• Vorliegender Text:
Es war notgedrungen eine Hauruckaktion, als die HTWK Leipzig praktisch die Nachfolge der Hochschule für Telekommunikation antrat und mit Stiftungsprofessuren der Deutschen Telekom AG seit November 2018 die neue Fakultät „Digitale Transformation“ aufbaute. Am Mittwoch, 19. Juni, wurde diese Inkorporation an der HTWK samt Ministerbesuch gefeiert und als neuer Digital-Leuchtturm gewürdigt. Dass die Neugründung aber nicht ohne Rumpeln vor sich geht, das merkte zumindest der StuRa an.
Inzwischen sind die ersten rund 130 Studierenden der Studiengänge Informations- und Kommunikationstechnik sowie Telekommunikationsinformatik an der Hochschule für Technik, Wirtschaft und Kultur Leipzig (HTWK Leipzig) eingeschrieben. Die ersten der insgesamt 17 Professuren werden in Kürze besetzt, danach wird die Fakultät formal gegründet. Außerdem stiftet die Deutsche Telekom AG 15,5 Mitarbeiterstellen im wissenschaftlichen und im Verwaltungsbereich sowie die notwendige Sachausstattung für das gemeinsame Projekt und trägt somit alle anfallenden Kosten, meldet die HTWK. Ein Punkt, den die Studierenden zumindest bedenklich finden. Warum finanziert der Freistaat selbst nicht den neuen Studienschwerpunkt an der HTWK?
Ein Stiftungsprojekt in diesem Umfang ist an einer Hochschule für Angewandte Wissenschaften einmalig in Deutschland, erklärt die HTWK dazu.

• Gespeicherte Daten:
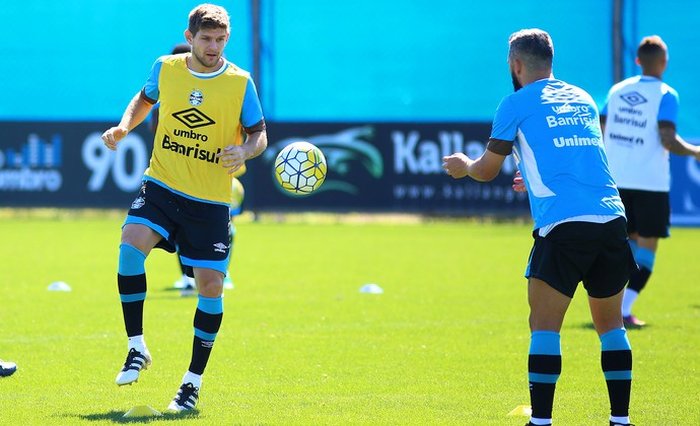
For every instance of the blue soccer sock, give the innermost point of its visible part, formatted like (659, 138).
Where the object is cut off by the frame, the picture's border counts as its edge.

• Arbeitsaufträge:
a) Nenne in der Reihenfolge ihres Auftretens alle Zahlen, die im Text über die neue Fakultät der HTWK Leipzig in Ziffern geschrieben stehen.
b) Schreibe aus dem Text über die neue Fakultät der HTWK Leipzig einen Abschnitt wortgetreu ab: Setze bei den Worten „Inzwischen sind die“ ein und höre nach „die HTWK dazu.“ auf.
Nutze ausschließlich den Text.

• Lösungen:
a) 2018, 19, 130, 17, 15,5

b)
Inzwischen sind die ersten rund 130 Studierenden der Studiengänge Informations- und Kommunikationstechnik sowie Telekommunikationsinformatik an der Hochschule für Technik, Wirtschaft und Kultur Leipzig (HTWK Leipzig) eingeschrieben. Die ersten der insgesamt 17 Professuren werden in Kürze besetzt, danach wird die Fakultät formal gegründet. Außerdem stiftet die Deutsche Telekom AG 15,5 Mitarbeiterstellen im wissenschaftlichen und im Verwaltungsbereich sowie die notwendige Sachausstattung für das gemeinsame Projekt und trägt somit alle anfallenden Kosten, meldet die HTWK. Ein Punkt, den die Studierenden zumindest bedenklich finden. Warum finanziert der Freistaat selbst nicht den neuen Studienschwerpunkt an der HTWK?
Ein Stiftungsprojekt in diesem Umfang ist an einer Hochschule für Angewandte Wissenschaften einmalig in Deutschland, erklärt die HTWK dazu.